Re: [ADMIN] pg_class reltuples/relpages not updated by autovacuum/vacuum

From: Alvaro Herrera <alvherre(at)commandprompt(dot)com>
To: Tom Lane <tgl(at)sss(dot)pgh(dot)pa(dot)us>
Cc: Florian Helmberger <fh(at)25th-floor(dot)com>, pgsql-hackers <pgsql-hackers(at)postgresql(dot)org>
Subject: Re: [ADMIN] pg_class reltuples/relpages not updated by autovacuum/vacuum
Date: 2011-05-25 16:00:38
Message-ID: 1306339028-sup-6948@alvh.no-ip.org
Views: Raw Message | Whole Thread | Download mbox | Resend email
Thread:
Lists: pgsql-admin pgsql-hackers

Excerpts from Tom Lane's message of mié may 25 11:47:52 -0400 2011:

> I think I see what must be going on here: that toast table must contain
> a long run of all-visible-according-to-the-VM pages (which is hardly a
> surprising situation). This results in VACUUM choosing not to update
> the pg_class entry:
>
> /*
> * Update statistics in pg_class. But only if we didn't skip any pages;
> * the tuple count only includes tuples from the pages we've visited, and
> * we haven't frozen tuples in unvisited pages either. The page count is
> * accurate in any case, but because we use the reltuples / relpages ratio
> * in the planner, it's better to not update relpages either if we can't
> * update reltuples.
> */
> if (vacrelstats->scanned_all)
> vac_update_relstats(onerel,
> vacrelstats->rel_pages, vacrelstats->rel_tuples,
> vacrelstats->hasindex,
> FreezeLimit);
>
> For an ordinary table this wouldn't be fatal because we'll still do an
> ANALYZE from time to time, and that will update the entries with new
> (approximate) values. But we never run ANALYZE on toast tables.

Ouch.

> I can see two basic approaches we might take here:
>
> 1. Modify autovacuum to use something from the stats collector, rather
> than reltuples, to make its decisions. I'm not too clear on why
> reltuples is being used there anyway; is there some good algorithmic or
> statistical reason why AV should be looking at a number from the last
> vacuum?

============

→ **REQUIREMENTS**
• A. According to the email about pg_class statistics and autovacuum, which operation is never run on toast tables?
• B. Write the next few lines of the email about pg_class statistics and autovacuum, continuing after its last sentence.

============

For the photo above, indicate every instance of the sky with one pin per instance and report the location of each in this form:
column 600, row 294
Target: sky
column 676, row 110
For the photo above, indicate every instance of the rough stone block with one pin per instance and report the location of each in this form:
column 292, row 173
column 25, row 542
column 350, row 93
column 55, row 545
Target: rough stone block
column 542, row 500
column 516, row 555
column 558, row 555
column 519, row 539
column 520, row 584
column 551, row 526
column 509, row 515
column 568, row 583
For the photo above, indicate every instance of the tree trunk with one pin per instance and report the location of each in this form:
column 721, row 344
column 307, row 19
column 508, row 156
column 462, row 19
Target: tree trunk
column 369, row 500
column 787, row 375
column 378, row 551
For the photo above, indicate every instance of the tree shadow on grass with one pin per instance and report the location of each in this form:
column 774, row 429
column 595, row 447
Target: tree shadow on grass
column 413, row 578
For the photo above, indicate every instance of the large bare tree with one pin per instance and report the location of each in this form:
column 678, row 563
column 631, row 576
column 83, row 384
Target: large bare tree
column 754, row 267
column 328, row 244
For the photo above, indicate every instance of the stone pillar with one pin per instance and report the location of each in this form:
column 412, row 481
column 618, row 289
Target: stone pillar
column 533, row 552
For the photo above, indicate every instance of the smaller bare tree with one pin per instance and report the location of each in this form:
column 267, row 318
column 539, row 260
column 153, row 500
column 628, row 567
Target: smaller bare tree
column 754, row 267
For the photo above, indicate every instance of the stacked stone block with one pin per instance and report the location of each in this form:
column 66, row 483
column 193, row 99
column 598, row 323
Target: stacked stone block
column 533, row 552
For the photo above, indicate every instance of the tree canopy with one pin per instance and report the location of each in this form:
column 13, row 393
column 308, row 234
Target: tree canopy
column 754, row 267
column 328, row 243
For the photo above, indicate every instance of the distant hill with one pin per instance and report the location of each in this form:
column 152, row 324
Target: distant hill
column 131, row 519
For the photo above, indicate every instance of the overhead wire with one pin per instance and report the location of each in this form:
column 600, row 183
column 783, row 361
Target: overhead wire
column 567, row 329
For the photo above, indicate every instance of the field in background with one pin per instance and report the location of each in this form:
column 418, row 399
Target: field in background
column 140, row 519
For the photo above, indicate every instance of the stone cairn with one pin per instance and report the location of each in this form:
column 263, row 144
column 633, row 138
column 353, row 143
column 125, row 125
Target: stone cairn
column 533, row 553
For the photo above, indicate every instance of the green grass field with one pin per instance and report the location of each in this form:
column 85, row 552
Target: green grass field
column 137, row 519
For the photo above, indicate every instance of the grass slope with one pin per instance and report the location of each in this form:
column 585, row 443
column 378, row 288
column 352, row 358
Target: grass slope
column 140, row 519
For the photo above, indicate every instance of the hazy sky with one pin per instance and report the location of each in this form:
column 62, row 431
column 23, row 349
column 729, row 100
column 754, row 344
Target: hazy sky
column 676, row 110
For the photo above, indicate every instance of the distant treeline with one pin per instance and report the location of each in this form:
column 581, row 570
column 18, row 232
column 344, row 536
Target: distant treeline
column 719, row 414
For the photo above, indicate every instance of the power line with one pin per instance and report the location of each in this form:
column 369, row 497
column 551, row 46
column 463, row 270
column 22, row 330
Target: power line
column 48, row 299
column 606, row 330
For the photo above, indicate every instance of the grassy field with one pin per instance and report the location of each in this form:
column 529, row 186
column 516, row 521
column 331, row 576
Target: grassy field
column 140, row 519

============

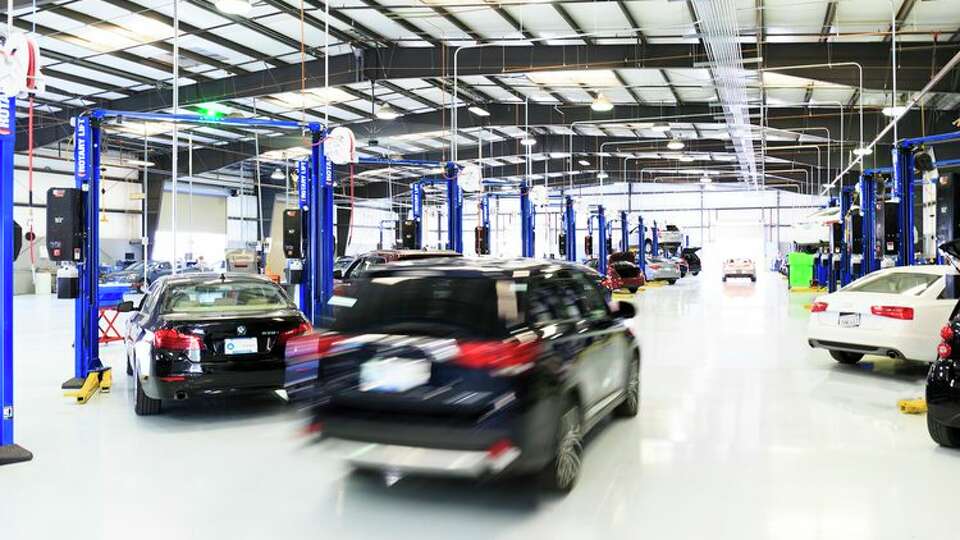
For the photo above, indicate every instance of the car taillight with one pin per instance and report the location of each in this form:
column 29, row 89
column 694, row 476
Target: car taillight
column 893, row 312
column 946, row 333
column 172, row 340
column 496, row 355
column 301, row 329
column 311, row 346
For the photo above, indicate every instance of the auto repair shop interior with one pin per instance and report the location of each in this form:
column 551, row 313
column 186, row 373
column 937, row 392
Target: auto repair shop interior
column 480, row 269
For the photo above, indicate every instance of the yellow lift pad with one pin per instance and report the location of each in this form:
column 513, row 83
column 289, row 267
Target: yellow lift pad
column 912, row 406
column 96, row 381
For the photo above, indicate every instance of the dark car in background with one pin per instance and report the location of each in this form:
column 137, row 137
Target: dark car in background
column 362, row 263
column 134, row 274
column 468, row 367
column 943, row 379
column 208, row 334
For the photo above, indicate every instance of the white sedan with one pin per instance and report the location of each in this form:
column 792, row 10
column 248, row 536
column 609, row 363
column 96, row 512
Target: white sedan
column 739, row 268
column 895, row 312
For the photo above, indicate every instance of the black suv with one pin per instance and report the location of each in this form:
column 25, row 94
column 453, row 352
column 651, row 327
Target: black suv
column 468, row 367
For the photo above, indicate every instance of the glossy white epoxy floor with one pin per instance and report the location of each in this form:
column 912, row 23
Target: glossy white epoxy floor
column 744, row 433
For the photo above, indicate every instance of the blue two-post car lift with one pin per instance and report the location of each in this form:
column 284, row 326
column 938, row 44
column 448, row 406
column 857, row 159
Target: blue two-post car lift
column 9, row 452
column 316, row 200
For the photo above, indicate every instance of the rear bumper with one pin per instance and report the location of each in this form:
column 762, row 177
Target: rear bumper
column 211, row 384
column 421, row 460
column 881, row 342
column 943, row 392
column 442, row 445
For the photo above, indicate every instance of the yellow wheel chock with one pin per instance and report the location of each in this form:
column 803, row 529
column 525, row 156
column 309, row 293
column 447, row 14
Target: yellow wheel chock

============

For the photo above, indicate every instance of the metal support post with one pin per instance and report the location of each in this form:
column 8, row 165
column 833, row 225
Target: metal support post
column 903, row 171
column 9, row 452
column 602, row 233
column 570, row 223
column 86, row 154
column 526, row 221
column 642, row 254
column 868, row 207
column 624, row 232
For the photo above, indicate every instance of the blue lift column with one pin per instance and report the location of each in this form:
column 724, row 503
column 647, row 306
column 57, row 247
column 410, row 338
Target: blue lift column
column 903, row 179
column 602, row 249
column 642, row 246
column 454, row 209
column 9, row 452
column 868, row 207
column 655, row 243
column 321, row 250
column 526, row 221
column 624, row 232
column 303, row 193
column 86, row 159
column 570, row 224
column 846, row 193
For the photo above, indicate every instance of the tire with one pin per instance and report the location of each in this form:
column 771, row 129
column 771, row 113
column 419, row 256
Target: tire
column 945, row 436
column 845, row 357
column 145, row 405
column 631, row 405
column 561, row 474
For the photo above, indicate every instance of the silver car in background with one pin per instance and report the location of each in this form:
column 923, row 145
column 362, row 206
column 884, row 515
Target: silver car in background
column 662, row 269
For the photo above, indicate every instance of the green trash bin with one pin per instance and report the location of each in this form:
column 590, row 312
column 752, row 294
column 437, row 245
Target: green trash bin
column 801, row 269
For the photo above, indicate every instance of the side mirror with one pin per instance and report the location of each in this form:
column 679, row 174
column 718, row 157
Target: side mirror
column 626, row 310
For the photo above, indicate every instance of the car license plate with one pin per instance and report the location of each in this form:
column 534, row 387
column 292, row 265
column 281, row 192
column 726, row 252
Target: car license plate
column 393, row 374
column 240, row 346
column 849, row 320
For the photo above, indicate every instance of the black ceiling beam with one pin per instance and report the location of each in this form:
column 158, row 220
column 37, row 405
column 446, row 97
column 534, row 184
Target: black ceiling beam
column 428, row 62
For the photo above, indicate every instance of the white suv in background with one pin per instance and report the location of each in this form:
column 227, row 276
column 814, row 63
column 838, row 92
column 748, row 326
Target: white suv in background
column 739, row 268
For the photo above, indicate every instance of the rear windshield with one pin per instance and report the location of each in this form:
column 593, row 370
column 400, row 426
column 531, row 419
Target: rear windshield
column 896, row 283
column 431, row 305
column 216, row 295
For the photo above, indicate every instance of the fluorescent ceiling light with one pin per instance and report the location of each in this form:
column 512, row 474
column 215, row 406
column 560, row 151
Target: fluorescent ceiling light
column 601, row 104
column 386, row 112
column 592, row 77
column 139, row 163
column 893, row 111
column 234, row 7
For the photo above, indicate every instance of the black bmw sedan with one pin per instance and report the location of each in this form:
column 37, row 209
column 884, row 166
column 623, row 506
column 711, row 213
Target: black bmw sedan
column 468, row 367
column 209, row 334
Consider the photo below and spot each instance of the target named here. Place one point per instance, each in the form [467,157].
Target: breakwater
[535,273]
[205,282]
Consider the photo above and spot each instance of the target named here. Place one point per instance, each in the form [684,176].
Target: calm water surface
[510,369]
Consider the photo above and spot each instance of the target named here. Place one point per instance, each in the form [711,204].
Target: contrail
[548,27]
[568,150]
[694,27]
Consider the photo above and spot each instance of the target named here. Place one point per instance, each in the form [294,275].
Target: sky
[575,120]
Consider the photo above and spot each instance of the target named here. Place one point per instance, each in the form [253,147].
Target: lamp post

============

→ **RESULTS**
• A. ANALYZE

• B.
It uses reltuples simply because it was what the original contrib code
was using. Since pgstat was considerably weaker at the time, reltuples
might have been the only thing available. It's certainly the case that
pgstat has improved a lot since autovacuum got in, and some things have
been revised but not this one.

> 2. Revise the vacuum code so that it doesn't skip updating the pg_class
> entries. We could have it count the number of pages it skipped, rather
> than just keeping a bool, and then scale up the rel_tuples count to be
> approximately right by assuming the skipped pages have tuple density
> similar to the scanned ones.

Hmm, interesting idea. This would be done only for toast tables, or all
tables?

At this point I only wonder why we store tuples & pages rather than just
live tuple density.

--
Álvaro Herrera <alvherre(at)commandprompt(dot)com>
The PostgreSQL Company - Command Prompt, Inc.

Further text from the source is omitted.